> [Exercise aim]: Copy every line of the listing below, leaving each one unchanged.

[Pointing records]
================================

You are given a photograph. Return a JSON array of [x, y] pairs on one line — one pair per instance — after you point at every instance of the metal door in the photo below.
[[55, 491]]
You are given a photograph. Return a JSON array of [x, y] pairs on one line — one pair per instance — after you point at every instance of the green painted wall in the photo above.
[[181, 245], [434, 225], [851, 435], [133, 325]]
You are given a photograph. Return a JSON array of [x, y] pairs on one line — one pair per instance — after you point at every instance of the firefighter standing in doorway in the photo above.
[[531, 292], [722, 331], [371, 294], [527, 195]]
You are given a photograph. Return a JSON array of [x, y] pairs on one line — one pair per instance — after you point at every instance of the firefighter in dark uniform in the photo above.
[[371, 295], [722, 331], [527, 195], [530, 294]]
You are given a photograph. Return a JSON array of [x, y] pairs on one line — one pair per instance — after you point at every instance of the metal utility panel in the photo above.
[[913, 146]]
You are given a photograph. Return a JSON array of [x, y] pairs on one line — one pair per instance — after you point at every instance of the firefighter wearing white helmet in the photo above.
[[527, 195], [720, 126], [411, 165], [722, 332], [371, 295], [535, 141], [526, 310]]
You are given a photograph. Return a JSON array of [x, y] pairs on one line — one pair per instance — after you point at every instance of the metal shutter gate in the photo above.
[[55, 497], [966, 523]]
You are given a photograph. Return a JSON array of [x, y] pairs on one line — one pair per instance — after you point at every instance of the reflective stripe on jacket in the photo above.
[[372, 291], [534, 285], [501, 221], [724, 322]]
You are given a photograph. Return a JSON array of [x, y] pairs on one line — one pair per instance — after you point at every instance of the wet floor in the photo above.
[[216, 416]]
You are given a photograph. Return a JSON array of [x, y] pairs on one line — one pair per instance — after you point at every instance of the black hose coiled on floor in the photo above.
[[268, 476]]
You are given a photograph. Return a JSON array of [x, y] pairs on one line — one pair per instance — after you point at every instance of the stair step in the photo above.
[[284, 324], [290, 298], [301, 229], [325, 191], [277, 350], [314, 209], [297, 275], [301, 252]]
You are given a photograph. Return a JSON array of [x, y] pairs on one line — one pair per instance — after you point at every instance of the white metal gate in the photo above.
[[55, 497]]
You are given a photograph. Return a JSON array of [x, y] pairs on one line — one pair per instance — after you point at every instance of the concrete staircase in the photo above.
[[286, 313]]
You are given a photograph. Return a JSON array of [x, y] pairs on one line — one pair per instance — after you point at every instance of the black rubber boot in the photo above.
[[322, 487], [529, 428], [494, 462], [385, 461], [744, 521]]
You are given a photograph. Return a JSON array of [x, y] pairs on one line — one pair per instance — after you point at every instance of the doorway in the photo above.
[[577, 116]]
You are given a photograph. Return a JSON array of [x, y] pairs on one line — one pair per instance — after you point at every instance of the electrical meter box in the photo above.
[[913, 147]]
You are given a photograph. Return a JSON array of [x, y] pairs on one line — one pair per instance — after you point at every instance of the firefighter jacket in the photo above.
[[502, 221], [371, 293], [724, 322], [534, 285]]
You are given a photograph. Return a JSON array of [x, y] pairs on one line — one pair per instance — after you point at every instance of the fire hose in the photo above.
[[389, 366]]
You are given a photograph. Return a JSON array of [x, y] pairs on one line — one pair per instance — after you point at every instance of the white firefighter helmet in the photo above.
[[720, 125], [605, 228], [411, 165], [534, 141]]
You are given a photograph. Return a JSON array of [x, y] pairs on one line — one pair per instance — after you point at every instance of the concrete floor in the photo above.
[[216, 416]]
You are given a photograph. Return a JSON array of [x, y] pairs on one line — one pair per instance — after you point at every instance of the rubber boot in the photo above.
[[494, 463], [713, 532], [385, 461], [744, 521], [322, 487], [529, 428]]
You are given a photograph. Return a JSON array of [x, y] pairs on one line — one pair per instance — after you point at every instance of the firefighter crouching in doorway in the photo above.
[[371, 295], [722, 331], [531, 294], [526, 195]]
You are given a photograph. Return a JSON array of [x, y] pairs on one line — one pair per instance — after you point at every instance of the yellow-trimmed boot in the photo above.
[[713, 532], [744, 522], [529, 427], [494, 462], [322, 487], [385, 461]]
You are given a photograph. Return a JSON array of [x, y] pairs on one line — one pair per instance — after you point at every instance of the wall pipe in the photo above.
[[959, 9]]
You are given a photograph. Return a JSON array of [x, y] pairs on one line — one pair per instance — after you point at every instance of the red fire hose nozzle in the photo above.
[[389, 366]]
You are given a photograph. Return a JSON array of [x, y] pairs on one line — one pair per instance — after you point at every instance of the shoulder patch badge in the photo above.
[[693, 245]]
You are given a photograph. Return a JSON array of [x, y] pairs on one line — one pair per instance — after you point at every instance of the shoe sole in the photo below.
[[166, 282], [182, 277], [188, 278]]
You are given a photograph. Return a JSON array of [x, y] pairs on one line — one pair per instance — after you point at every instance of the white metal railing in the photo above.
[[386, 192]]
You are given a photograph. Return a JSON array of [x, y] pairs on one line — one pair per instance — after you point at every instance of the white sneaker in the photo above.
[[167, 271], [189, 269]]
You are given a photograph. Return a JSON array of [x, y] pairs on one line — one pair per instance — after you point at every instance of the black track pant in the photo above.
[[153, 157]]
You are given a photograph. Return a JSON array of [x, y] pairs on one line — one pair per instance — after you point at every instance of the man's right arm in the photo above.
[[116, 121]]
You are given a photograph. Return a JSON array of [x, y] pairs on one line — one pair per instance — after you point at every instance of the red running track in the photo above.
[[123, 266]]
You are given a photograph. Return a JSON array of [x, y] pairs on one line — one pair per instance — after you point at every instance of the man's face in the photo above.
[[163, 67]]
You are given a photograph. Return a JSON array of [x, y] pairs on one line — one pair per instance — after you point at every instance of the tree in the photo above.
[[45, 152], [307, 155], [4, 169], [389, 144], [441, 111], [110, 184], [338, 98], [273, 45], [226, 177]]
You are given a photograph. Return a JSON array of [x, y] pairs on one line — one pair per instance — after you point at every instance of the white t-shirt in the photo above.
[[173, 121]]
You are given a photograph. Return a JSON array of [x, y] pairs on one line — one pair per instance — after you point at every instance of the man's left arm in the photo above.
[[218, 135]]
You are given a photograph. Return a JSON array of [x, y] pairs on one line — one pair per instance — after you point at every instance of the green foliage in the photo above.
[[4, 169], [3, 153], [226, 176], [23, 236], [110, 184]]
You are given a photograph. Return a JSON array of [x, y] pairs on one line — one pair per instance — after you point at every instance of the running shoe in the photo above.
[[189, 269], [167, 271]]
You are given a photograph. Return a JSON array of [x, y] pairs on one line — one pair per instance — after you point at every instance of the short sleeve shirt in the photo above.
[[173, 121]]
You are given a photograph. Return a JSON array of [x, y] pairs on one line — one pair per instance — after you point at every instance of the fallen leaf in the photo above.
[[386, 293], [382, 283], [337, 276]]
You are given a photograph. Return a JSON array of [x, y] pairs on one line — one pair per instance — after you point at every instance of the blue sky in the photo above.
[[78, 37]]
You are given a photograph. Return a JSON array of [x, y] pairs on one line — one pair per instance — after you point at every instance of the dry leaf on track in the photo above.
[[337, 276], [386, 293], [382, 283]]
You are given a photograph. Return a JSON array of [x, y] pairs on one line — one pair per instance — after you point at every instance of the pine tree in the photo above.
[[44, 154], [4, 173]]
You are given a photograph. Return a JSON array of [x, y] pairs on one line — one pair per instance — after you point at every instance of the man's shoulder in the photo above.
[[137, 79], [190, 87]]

================================

> [The output]:
You are given a photograph. Return a JSON array of [x, y] pairs on one line — one pair per instance — after you point at every instance of the metal door in the photo below.
[[55, 491]]
You are given a photograph. Return a JSON array of [x, y] pairs on one line — one pair per instance — after you point at every instance of the green painted wall in the photo above.
[[181, 245], [434, 225], [851, 435], [133, 325]]
You are given a photograph. Return a JSON array of [x, y] pairs on one line — one pair per instance — after you point at every instance of the firefighter standing in doorway in the photo above.
[[531, 292], [722, 331], [371, 294], [527, 195]]
You are given a photograph. Return a JSON array of [x, y] pairs on one line — one pair per instance — after you point at every instance of the firefighter in dark uniform in the photo above.
[[371, 295], [722, 331], [527, 195], [530, 294]]
You are given a photograph. Return a JSON array of [x, y] pairs on one line — one pair per instance — after you point at every instance of the metal utility panel in the photo above.
[[913, 146]]
You are given a photograph. Return a JSON array of [x, y] pairs on one line — one pair per instance — after you point at every instance of the firefighter wearing white helmet in the photo above.
[[527, 195], [720, 126], [411, 165], [722, 332], [371, 295], [535, 141], [526, 310]]
You are given a photograph. Return a JSON array of [x, y] pairs on one line — one pair per instance — after you point at every instance of the metal shutter gate in the photo above.
[[55, 497], [966, 523]]
You are given a photograph. Return a JSON array of [x, y] pairs on one line — one pair per instance — after you point at every instance of the reflective stripe on jacket in the photo above.
[[372, 291], [534, 285], [501, 221], [724, 322]]
You are given a photograph. Return a JSON array of [x, y] pairs on one line — one pair per instance — after you point at every instance of the wet floor in the photo above.
[[216, 416]]
You are given a photograph. Return a JSON array of [x, y] pairs on one line — one pair per instance — after you point at every instance of the black hose coiled on floor in the photo above.
[[268, 476]]
You are given a photograph. Return a JSON array of [x, y] pairs on one line — one pair per instance — after you point at every instance of the stair step in the photo above.
[[284, 324], [290, 298], [301, 229], [325, 191], [277, 350], [314, 209], [297, 275], [301, 252]]
You are given a photograph. Return a JSON array of [x, y] pairs on one line — one pair per instance — after you point at every instance of the white metal gate in the photo above.
[[55, 497]]
You are given a photograph. Return a JSON array of [x, y] pairs on one line — one pair per instance — after you point at every instance of the concrete staircase in the photo above.
[[286, 313]]
You are given a photograph. Return a JSON array of [x, y] pairs on one line — one pair per instance — after you point at every instance of the black rubber boot in the photo above.
[[322, 487], [529, 428], [494, 462], [385, 461], [744, 521]]
You are given a photograph. Return a JSON array of [x, y] pairs on one line — one pair per instance — after you point at every instance of the doorway in the photo above.
[[577, 116]]
You are given a photograph. Return a JSON array of [x, y] pairs on one line — one pair per instance — after you point at every instance of the electrical meter box in the photo above.
[[913, 147]]
You are given a photograph. Return a JSON array of [x, y] pairs on one line — one pair per instance — after you point at every instance of the firefighter jacket in the photo above.
[[502, 221], [371, 293], [724, 322], [534, 285]]
You are given a photograph. Return a JSON array of [x, y] pairs on one line — one pair per instance — after you point at every instance of the fire hose in the photo above.
[[389, 366]]
You are given a photograph. Return a JSON array of [x, y] pairs on one line — one pair per instance — after you point at every instance of the white firefighter helmet in the photo above.
[[720, 125], [605, 228], [411, 165], [534, 141]]
You are given a photograph. Return a JSON array of [x, y] pairs on one line — one pair per instance — after you point at every instance of the concrete floor in the photo above.
[[216, 416]]
You are given a photograph. Return a JSON array of [x, y] pairs on one line — one pair per instance — after you point at every instance of the rubber boot in the photo above.
[[494, 463], [713, 532], [385, 461], [744, 521], [322, 487], [529, 428]]
You are given a photograph. Return a JSON array of [x, y] pairs on one line — one pair per instance — after you point at every instance of the firefighter crouching in doorway in the photo above.
[[371, 295], [722, 331], [531, 294], [526, 195]]
You are given a photograph. Return a JSON array of [x, y] pairs on one line — one pair per instance — after you point at every instance of the yellow-trimmed boot in the photo above.
[[713, 532], [744, 522], [529, 427], [494, 462], [322, 487], [385, 461]]
You are given a photograph. Return a JSON array of [x, y] pairs on one line — one pair per instance — after you point at every instance of the wall pipe in the photo above.
[[959, 9]]
You are given a photograph. Return a JSON array of [x, y] pairs on one line — one pair per instance — after you point at every instance of the red fire hose nozzle in the photo above.
[[389, 366]]
You are given a photograph. Return a JSON array of [x, y] pairs on one line — one pair per instance — after you point at every instance of the shoulder patch badge in the photo above.
[[693, 245]]
You are given a photograph. Return a JSON array of [x, y] pairs on one line — one pair per instance — after you point at every instance of the shoe sole in the photo below.
[[166, 282], [182, 277], [188, 278]]
You are given a photograph. Return a JSON array of [x, y] pairs on one line — one pair per instance — after you point at every instance of the white metal railing in the photo above.
[[386, 192]]
You are given a photograph. Return a JSON array of [x, y] pairs on one line — one pair per instance — after you point at every instance of the white sneaker in the photo above.
[[167, 271], [189, 269]]
You are given a photograph. Return a JSON array of [x, y] pairs on one line — one pair per instance — after you point at every instance of the black track pant in the photo above.
[[153, 157]]
You are given a photograph. Return a JSON array of [x, y] pairs on one line — one pair per instance — after you point at every instance of the man's right arm in the photo above.
[[116, 121]]
You are given a photograph. Return a JSON array of [x, y] pairs on one line — one pair per instance — after you point at every instance of the red running track in the photo above.
[[123, 266]]
You are given a photograph. Return a JSON array of [x, y] pairs on one line — one pair per instance — after you point at every instance of the man's face in the photo above.
[[163, 67]]
You are given a photograph. Return a JSON array of [x, y] pairs on one line — one pair per instance — after you point at every instance of the tree in the photo above.
[[45, 152], [307, 155], [4, 169], [389, 144], [441, 111], [110, 184], [338, 98], [273, 45], [226, 177]]
You are given a photograph. Return a JSON array of [x, y] pairs on one line — one pair per instance — after you point at every instance of the white t-shirt in the photo above.
[[173, 121]]
You are given a photograph. Return a JSON array of [x, y] pairs on one line — one pair per instance — after you point at every instance of the man's left arm in the photo above.
[[218, 135]]
You are given a photograph. Return a JSON array of [x, y] pairs on one line — one pair per instance — after you point at every instance of the green foliage in the photo above.
[[4, 169], [3, 153], [226, 176], [23, 236], [110, 184]]
You are given a photograph. Return a JSON array of [x, y] pairs on one line — one pair per instance — after you point at every instance of the running shoe in the photo above.
[[189, 269], [167, 271]]
You are given a photograph. Return a JSON array of [x, y] pairs on one line — one pair per instance — after you point at every instance of the short sleeve shirt in the photo above.
[[173, 121]]
You are given a photograph. Return a JSON array of [x, y] pairs on one line — one pair per instance — after you point at every instance of the fallen leaf in the photo above.
[[386, 293], [382, 283], [337, 276]]
You are given a photograph. Return a JSON array of [x, y] pairs on one line — one pair per instance — after you point at every instance of the blue sky in the photo above.
[[78, 37]]
You are given a photograph. Return a JSON array of [x, y] pairs on one line — one pair per instance — after you point at every instance of the dry leaf on track in the photo above.
[[337, 276], [386, 293], [382, 283]]
You are given a photograph. Return a JSON array of [x, y] pairs on one line — one pair per instance — after you point at every instance of the pine tree in the photo above.
[[44, 154], [4, 173]]
You are given a photograph. Return a JSON array of [x, y] pairs on one line — one pair per instance — after you point at every instance of the man's shoulder in the photo above.
[[137, 79], [190, 87]]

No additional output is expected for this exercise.